### Objectifs
1 - Recopiez le passage du texte sur le Louvre Abu Dhabi en commençant à « A. Le projet » et en terminant à « le domaine culturel. ».
2 - Prolongez le texte sur le Louvre Abu Dhabi à partir de sa dernière phrase.

### Texte fourni
%%

Projet de musée universel du Louvre Abu et Agence France Muséum

III. Un exemple d’ouverture à d’autres financements : Louvre Abu Dhabi

A. Le projet

L’Agence France Muséum créée en 2007 à Paris est chargée de mener à bien le projet de musée universel du Louvre Abu Dhabi, pour le compte des autorités des Emirats Arabes Unis et de structurer l’expertise des institutions culturelles françaises. La création de ce Musée porte plusieurs aspects : tout d’abord il y a l’aspect financier, ensuite l’aspect diplomatique entre la France et le Monde Arabe qui passe par le domaine culturel.
L’Emirat d’Abu Dhabi se munit depuis quelques années d’équipements touristiques et sportifs et se tourne aussi depuis peu vers la culture, notamment en créant de toute pièce un district culturel sur l’île de Saadiyat. C’est un district touristico-culturel sur une île de de 2700 hectares, située au large de l’île-ville d‘Abou Dhabi avec la volonté de créer un pôle culturel de renommée mondiale avec des projets divers tels que le « Louvre Abu Dhabi », le « Guggenheim Abu Dhabi », le « Zayed National Museum » conçu avec le British Muséum ou encore, le « Performing arts center, Zaha hadid ».

%%

### Données enregistrées
%%

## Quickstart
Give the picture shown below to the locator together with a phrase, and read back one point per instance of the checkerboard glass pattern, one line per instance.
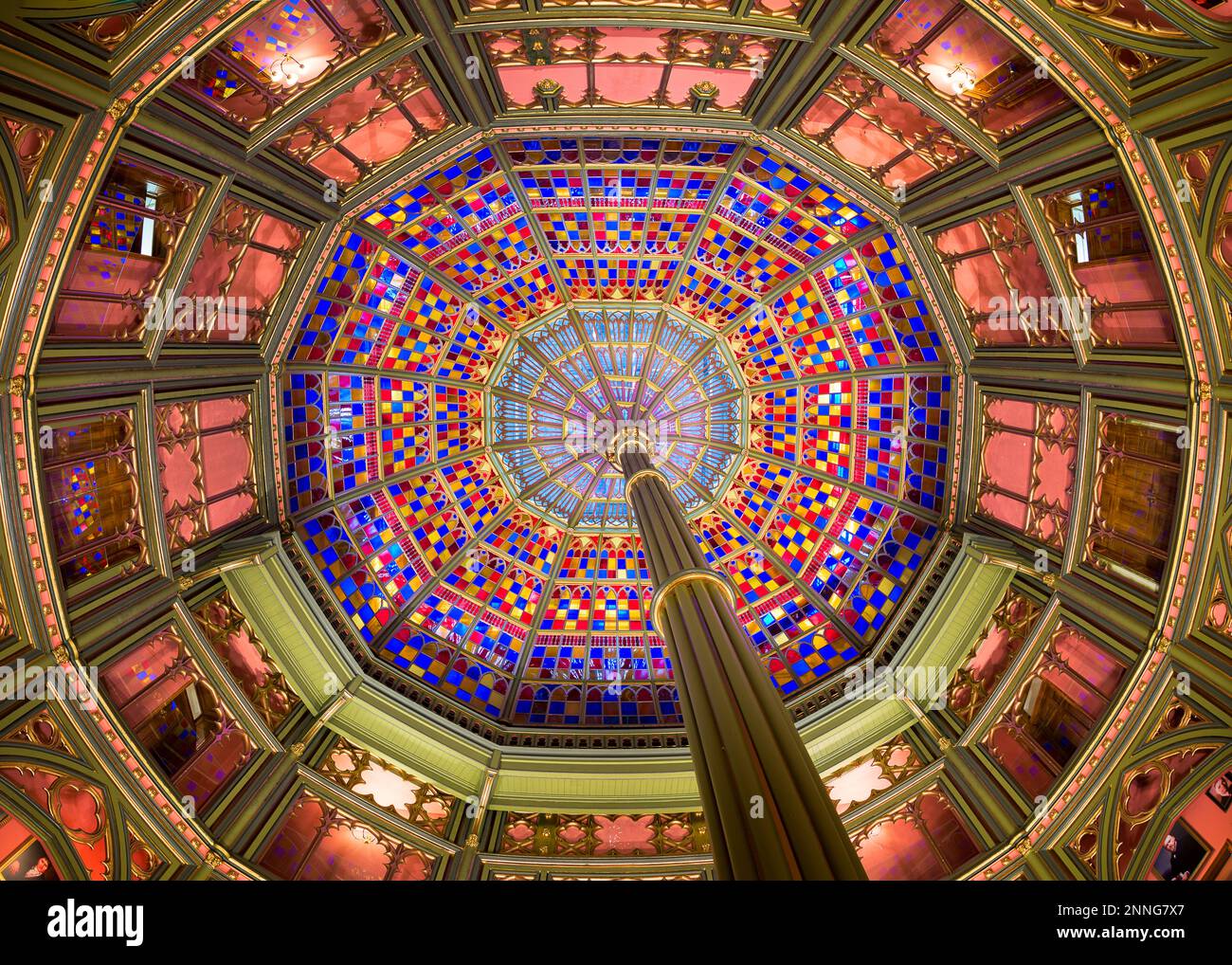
(475, 333)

%%

### Résultats
1 -
A. Le projet

L’Agence France Muséum créée en 2007 à Paris est chargée de mener à bien le projet de musée universel du Louvre Abu Dhabi, pour le compte des autorités des Emirats Arabes Unis et de structurer l’expertise des institutions culturelles françaises. La création de ce Musée porte plusieurs aspects : tout d’abord il y a l’aspect financier, ensuite l’aspect diplomatique entre la France et le Monde Arabe qui passe par le domaine culturel.

2 -
Les Etats-Arabes-Unis souhaitent donc ouvrir une antenne du Louvre. Débattu en France entre le musée du Louvre, le ministère de la Culture, le Quai d’Orsay, il fut finalement repoussé. Le Louvre conçut alors un projet alternatif : celui du musée universel. Le projet français, conçu par Henri Loyrette, le directeur du Louvre, reposait sur l’idée de la mutualisation des collections publiques françaises (celles du musée Guimet, du musée d’Orsay, de Beaubourg, du musée Rodin etc.) et de la transmission d’un savoir-faire multiple tant en matière d’expertise scientifique, de conservation, de construction des futurs bâtiments, de mobilisation et de transmission des pratiques accumulées dans les musées français. Il s’agissait enfin d’en faire un « musée-laboratoire » des musées français et de sensibiliser une génération nouvelle de conservateurs à ce type d’approche. Ce musée présenterait à termes, des collections avec des œuvres majeures dans les domaines de l’archéologie, des beaux-arts et des arts décoratifs, couvrant toutes les périodes, y compris la période contemporaine, bien que mettant l’accent sur la période classique, et toutes les aires géographiques, des arts premiers à l’art contemporain. C’est un projet pharamineux, voire « mégalo » pour certains mais l’« opportunité unique de réunir toutes les périodes de l’art ». Un musée qui présente simultanément des œuvres de toutes origines géographiques, de toutes les époques… Des objets d’art, d’histoire de tous les supports (peinture, sculpture, orfèvrerie…). Ce qui explique les accords avec les 12 institutions muséales françaises.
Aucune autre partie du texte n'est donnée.